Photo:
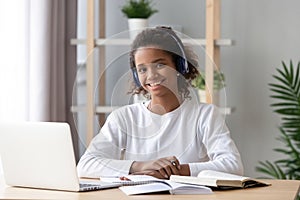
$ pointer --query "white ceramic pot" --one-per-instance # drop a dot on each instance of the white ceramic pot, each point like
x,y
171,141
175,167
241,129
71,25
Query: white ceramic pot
x,y
135,25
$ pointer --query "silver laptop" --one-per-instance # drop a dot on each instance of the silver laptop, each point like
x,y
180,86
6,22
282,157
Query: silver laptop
x,y
40,155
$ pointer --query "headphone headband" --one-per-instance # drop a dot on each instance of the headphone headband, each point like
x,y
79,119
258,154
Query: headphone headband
x,y
181,61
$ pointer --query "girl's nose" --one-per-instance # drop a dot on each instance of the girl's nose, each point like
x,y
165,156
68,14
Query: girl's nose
x,y
152,73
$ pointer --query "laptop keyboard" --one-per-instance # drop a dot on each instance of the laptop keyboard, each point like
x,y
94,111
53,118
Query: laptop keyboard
x,y
90,186
87,186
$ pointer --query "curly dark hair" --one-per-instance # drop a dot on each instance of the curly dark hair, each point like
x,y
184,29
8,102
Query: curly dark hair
x,y
166,39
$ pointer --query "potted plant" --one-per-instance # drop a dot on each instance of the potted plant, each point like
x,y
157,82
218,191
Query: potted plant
x,y
287,93
137,12
199,83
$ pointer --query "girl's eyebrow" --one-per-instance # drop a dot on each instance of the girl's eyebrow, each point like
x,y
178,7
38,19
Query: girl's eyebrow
x,y
154,61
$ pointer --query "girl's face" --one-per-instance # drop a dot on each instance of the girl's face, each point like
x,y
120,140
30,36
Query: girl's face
x,y
156,71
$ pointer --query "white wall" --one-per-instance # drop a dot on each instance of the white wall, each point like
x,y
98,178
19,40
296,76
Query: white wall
x,y
265,32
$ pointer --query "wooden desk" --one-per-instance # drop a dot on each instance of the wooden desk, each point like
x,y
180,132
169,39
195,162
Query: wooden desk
x,y
280,189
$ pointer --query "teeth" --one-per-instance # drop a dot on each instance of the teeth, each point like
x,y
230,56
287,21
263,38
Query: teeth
x,y
154,84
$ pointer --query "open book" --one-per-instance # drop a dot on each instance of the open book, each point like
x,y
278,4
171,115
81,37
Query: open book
x,y
143,184
219,180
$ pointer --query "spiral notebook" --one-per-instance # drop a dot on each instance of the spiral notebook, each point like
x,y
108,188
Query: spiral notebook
x,y
143,184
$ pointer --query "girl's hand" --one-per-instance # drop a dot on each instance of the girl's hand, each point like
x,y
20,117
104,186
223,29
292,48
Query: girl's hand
x,y
164,166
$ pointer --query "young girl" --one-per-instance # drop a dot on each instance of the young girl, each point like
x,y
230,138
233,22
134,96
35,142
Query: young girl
x,y
171,133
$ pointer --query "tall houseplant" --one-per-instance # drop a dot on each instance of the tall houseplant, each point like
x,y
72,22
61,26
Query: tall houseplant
x,y
137,12
287,93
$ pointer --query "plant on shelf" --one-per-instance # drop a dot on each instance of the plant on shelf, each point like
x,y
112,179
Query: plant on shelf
x,y
287,92
137,12
199,83
138,9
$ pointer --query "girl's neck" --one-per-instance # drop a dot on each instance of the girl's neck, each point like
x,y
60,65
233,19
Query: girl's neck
x,y
163,105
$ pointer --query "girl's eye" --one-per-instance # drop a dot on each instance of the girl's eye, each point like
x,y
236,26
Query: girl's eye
x,y
160,65
142,70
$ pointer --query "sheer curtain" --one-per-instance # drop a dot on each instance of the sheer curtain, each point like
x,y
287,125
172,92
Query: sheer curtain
x,y
38,65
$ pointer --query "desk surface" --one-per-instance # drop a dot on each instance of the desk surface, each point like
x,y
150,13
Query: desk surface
x,y
280,189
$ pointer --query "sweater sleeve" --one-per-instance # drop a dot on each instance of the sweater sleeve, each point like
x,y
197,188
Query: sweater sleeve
x,y
222,152
103,156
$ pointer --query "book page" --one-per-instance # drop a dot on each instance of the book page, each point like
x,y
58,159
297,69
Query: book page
x,y
147,188
220,175
132,179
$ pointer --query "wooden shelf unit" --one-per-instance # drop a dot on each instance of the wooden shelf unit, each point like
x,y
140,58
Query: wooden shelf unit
x,y
212,43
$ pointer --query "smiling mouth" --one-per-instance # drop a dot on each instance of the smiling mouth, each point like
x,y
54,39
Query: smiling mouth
x,y
154,84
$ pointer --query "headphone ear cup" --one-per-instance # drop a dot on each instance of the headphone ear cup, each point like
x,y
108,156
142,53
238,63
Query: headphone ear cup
x,y
136,77
181,65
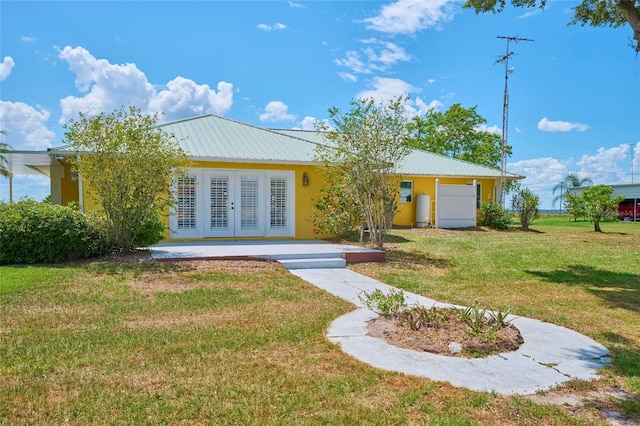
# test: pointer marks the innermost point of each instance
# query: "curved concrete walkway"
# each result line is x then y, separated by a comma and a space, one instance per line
550, 355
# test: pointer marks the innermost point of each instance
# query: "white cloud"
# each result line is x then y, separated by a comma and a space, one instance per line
353, 62
312, 123
107, 87
384, 89
384, 54
542, 174
530, 13
276, 111
277, 26
380, 56
348, 77
606, 166
5, 67
309, 123
25, 126
183, 97
410, 16
419, 107
489, 129
547, 125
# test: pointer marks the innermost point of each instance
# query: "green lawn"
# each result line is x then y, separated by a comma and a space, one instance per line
243, 342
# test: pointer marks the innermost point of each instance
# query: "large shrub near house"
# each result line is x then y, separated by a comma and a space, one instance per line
34, 232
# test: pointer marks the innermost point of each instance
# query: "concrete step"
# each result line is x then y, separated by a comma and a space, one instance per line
322, 263
300, 256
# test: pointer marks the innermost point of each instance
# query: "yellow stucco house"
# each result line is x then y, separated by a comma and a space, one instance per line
251, 182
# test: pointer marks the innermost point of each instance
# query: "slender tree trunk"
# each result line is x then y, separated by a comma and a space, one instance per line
632, 15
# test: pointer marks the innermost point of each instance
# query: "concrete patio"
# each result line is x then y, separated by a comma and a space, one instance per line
550, 356
292, 254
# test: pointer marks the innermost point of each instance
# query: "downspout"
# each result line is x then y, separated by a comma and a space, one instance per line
80, 196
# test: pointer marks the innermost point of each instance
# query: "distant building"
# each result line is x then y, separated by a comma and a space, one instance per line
631, 194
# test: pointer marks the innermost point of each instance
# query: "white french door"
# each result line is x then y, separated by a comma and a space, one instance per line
234, 203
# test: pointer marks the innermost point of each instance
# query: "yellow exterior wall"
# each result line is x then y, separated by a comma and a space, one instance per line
406, 215
70, 192
305, 196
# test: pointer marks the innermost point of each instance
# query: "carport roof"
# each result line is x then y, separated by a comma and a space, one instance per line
215, 138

YOUR ASSIGNMENT: Once the pictures are set aside, reproduce the records in full and exactly.

WRITTEN RESPONSE:
Photo:
$ pointer --query "white ceramic pot" --one-per-instance # drop a dot on each instance of the white ceramic pot, each point like
x,y
171,141
175,167
241,129
71,25
Query: white ceramic pot
x,y
135,25
$ pointer --query "silver laptop" --one-per-instance # drop a dot on each instance of the silver laptop, each point like
x,y
180,86
6,22
282,157
Query: silver laptop
x,y
40,155
$ pointer --query "headphone headband" --one-per-instance # drop a dot on each instance of the headphone headband, each point like
x,y
79,119
258,154
Query: headphone headband
x,y
181,61
$ pointer --query "girl's nose" --one-per-instance # drop a dot on each instance of the girl's nose, each point like
x,y
165,156
68,14
Query: girl's nose
x,y
152,73
$ pointer --query "laptop keyboard" --one-per-instance # drop a dot on each instance of the laptop keyboard, each point like
x,y
94,111
53,118
Query: laptop keyboard
x,y
90,186
87,186
$ pointer --query "curly dark hair" --one-per-instance # drop a dot on each instance of the curly dark hair, each point like
x,y
184,29
8,102
Query: curly dark hair
x,y
166,39
$ pointer --query "potted plant" --one-per-instance # drop a dot on each instance of the potted plant, each point like
x,y
157,82
218,191
Query: potted plant
x,y
287,93
137,12
199,83
$ pointer --query "girl's eyebrow" --one-per-instance # drop a dot on each instance of the girl's eyebrow, each point like
x,y
178,7
38,19
Query: girl's eyebrow
x,y
154,61
$ pointer --query "girl's face" --one-per-instance # drop a dot on each instance of the girl's face, each point like
x,y
120,140
30,36
Query: girl's face
x,y
156,71
$ pointer --query "white wall" --one-per-instance # drop a dot on each instance of the white wall, each point like
x,y
98,178
19,40
296,76
Query: white wall
x,y
265,32
$ pointer --query "wooden desk" --one-per-instance # drop a dot on each instance of the wooden desk, each point like
x,y
180,132
169,39
195,162
Query: wooden desk
x,y
280,189
$ pointer --query "teeth" --one-per-instance # drop a dot on each instance of the teeth, each point like
x,y
230,56
287,21
263,38
Query: teeth
x,y
154,84
$ pointer --query "open book" --one-per-instance # drop a dot on each instance of the open book, each point like
x,y
278,4
171,115
81,37
Query: open book
x,y
143,184
219,180
$ pointer --query "spiral notebook" --one-per-instance # drop a dot on each instance of the spiral notebook, each point like
x,y
108,188
Query: spiral notebook
x,y
143,184
$ pointer --query "girl's hand" --one-per-instance # drop a dot on each instance of the girl's hand, each point like
x,y
20,117
104,186
223,29
292,48
Query: girl's hand
x,y
164,166
$ pointer --query "young girl" --one-per-instance # drop a dot on each instance of the young girl, each point like
x,y
230,138
233,22
134,96
35,142
Query: young girl
x,y
171,133
$ pointer --query "tall houseplant" --one-per-instance # drop a dot on each instance of the tall houseplant, each point like
x,y
72,22
61,26
Query: tall houseplant
x,y
137,12
287,93
$ pointer --query "plant on shelf" --one-per-instance # drop a dot on each instance of the plant on shelf, each point like
x,y
112,179
Query: plant on shelf
x,y
287,92
137,12
199,83
138,9
$ pointer --query "girl's neck" --one-per-instance # drop a dot on each instance of the girl's neck, each point like
x,y
60,65
233,19
Query: girl's neck
x,y
163,105
$ pointer --query "girl's eye" --one-per-instance # drop a dot on each instance of the girl's eye, each point like
x,y
236,26
Query: girl's eye
x,y
160,65
142,70
$ pointer --query "sheer curtain" --one-per-instance # drop a dot on each instance of the sheer curtain, each point like
x,y
287,125
172,92
Query: sheer curtain
x,y
38,65
$ pointer --query "desk surface" --one-per-instance # drop a dot on each instance of the desk surface, each point like
x,y
150,13
Query: desk surface
x,y
280,189
$ pointer --query "sweater sleeve" --one-per-instance # drop a dot on each instance of the sweater sleeve, each point like
x,y
197,188
Query: sweater sleeve
x,y
222,152
103,156
$ pointer --query "book page" --one-per-instance # drop a dot on each instance of the book page, each point like
x,y
58,159
297,69
Query: book page
x,y
147,188
220,175
132,179
$ pointer --query "wooden shelf unit" --one-per-instance # drop a dot on each instance of the wooden shelf unit, each point like
x,y
140,58
Query: wooden shelf unit
x,y
212,43
$ pointer --query "smiling mouth" --one-per-instance # drop a dot on each instance of the smiling mouth, each point like
x,y
54,39
Query: smiling mouth
x,y
154,84
$ pointer --query "headphone ear cup" --one-per-instance # drop a dot on each instance of the headphone ear cup, each point like
x,y
108,156
142,53
238,63
Query: headphone ear cup
x,y
136,77
181,65
# test: pointer marks the innermost point of each instance
# query: "curved concrete walkway"
# each result line is x then y, separated by a comma and a space, one instance per line
550, 355
# test: pointer marks the innermost point of each instance
# query: "white cloud"
# each result line is x then y, separated by a comma and a space, one instance per line
353, 62
312, 123
107, 87
384, 89
384, 54
542, 174
530, 13
276, 111
277, 26
380, 56
348, 77
606, 166
5, 67
309, 123
25, 126
183, 97
410, 16
419, 107
489, 129
547, 125
# test: pointer marks the innermost point of each instance
# query: "green lawn"
# each result line is x then y, separated by a comma and a space, one instance per line
243, 342
# test: pointer marks the innermost point of each instance
# query: "large shrub near house"
# each result line is x then y, separated by a comma and a space, one instance per line
34, 232
# test: pointer marks the innermost point of each instance
# query: "concrete step"
# each result line is x then y, separated by a comma and a space, one instance per line
322, 263
300, 256
# test: pointer marks the innermost point of each instance
# query: "yellow stucco house"
# each result line is x then y, separated by a comma and a space, one instance per line
251, 182
# test: pointer marks the innermost point of each instance
# query: "slender tree trunk"
# each result line is x then y, separated by a comma and a space, one instance per line
632, 15
# test: pointer marks the innermost point of each instance
# query: "concrete patio"
# each result line is x then y, separated by a comma and a space, one instance per line
550, 356
292, 254
# test: pointer marks the innermost point of each instance
# query: "downspout"
# each result line is x then y, separated by a comma and a space, one instance per line
80, 196
# test: pointer marks the innermost point of each instance
# query: "distant building"
# each result line is x then y, separated by a comma and a space, one instance per line
631, 194
# test: pointer marks the innermost point of each instance
# query: "white french door"
# each result line is x then y, separated by a comma and a space, one instance per line
234, 203
# test: pointer marks the innermost point of each instance
# query: "yellow exterior wall"
# each result line is x then y, separated by a comma and a space, one instance per line
406, 215
70, 192
305, 196
# test: pointer marks the innermost point of each instance
# query: "carport roof"
# each result line is x then y, separated by a comma and a space, one instance per line
215, 138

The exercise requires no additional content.